TASK DESCRIPTION - Rewrite the AWR excerpt starting at "Extracting info from" and ending at "the retention period.", substituting "large amount" for "wealth".

═══ DOCUMENT EXCERPT

Also for fixed objects the API dbms_stats.gather_fixed_objects_stats populates tab_stats$

Monday, January 08, 2007

Extracting info from AWR

The Automatic Workload Repository stores a wealth of performance related data in an Oracle 10g Database. Historical data can be viewed from the DBA_HIST* views depending on the retention period.

One can either write a query against any of the dba_hist_* views or use the API
dbms_sqltune.select_workload_repository

For e.g
To find out all sql stmts which took more than 1 hour to execute between 7:00 am and 10:00 am this morning

• Find the snapshots for that period
select snap_id,BEGIN_INTERVAL_TIME from DBA_HIST_SNAPSHOT
where BEGIN_INTERVAL_TIME between to_timestamp('09-JAN-2007 07:00:00','DD-MON-YYYY HH24:MI:SS')and to_timestamp('09-JAN-2007 10:00:00','DD-MON-YYYY HH24:MI:SS')

══════
═══ DATA EXTRACT

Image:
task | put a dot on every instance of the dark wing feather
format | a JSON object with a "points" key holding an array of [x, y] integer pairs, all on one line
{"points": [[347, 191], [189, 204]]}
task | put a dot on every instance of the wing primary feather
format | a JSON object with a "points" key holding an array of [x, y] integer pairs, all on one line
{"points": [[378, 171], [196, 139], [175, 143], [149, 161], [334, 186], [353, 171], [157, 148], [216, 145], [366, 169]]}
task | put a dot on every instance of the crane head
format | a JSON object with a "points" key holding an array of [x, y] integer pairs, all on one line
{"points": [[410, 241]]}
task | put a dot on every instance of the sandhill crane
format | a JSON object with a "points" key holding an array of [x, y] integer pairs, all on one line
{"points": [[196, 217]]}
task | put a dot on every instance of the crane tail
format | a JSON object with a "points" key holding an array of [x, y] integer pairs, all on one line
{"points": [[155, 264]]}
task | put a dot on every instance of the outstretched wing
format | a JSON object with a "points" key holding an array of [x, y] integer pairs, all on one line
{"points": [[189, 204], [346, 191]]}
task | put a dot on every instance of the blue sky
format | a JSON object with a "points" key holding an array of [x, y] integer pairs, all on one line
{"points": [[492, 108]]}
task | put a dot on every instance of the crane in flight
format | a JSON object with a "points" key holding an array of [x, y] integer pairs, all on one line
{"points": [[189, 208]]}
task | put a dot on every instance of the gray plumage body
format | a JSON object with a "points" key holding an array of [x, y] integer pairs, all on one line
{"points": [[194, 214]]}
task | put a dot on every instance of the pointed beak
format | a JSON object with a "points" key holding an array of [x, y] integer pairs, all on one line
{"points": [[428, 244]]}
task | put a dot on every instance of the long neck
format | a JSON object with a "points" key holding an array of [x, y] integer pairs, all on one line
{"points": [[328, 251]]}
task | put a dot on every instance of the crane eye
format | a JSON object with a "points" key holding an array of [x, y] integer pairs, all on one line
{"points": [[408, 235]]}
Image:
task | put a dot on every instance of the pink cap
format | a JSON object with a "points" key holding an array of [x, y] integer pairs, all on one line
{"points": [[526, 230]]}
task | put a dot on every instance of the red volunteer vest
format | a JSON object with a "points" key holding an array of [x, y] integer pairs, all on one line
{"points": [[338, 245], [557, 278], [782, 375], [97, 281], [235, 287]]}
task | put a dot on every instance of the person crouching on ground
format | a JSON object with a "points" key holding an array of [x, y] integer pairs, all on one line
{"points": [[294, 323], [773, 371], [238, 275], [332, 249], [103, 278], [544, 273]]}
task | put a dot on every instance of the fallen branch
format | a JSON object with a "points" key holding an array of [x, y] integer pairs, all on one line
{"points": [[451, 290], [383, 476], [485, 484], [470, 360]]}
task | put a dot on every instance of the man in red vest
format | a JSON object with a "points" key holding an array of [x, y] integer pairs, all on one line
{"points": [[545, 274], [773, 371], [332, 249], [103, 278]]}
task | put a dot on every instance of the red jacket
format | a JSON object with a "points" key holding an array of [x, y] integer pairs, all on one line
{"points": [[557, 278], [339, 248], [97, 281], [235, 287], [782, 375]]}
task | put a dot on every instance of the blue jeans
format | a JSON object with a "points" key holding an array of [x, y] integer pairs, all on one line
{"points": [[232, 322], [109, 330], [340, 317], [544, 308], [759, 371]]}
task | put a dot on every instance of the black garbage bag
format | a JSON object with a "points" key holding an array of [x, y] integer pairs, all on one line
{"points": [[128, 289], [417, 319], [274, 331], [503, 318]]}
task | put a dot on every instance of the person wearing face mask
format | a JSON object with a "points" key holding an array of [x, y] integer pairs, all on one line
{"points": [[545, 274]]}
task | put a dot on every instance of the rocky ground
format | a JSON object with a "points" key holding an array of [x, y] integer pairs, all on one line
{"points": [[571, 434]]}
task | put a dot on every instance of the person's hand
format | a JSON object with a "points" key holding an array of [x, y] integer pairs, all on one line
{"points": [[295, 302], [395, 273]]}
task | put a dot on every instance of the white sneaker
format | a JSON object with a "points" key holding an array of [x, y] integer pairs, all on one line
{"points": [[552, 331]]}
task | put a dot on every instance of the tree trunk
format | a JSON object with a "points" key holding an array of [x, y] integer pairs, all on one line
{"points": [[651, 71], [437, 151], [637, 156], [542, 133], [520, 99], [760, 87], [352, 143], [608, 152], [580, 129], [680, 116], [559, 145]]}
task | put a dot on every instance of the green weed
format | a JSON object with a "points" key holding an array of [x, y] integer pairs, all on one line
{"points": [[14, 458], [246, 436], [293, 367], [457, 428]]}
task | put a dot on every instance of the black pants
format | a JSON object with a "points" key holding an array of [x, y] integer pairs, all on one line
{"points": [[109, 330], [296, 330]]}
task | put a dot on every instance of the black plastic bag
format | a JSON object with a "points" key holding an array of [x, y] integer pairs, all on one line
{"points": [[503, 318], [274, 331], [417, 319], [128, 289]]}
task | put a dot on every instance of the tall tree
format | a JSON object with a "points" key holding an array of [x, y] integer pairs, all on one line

══════

OUTPUT BELOW -
Extracting info from AWR

The Automatic Workload Repository stores a large amount of performance related data in an Oracle 10g Database. Historical data can be viewed from the DBA_HIST* views depending on the retention period.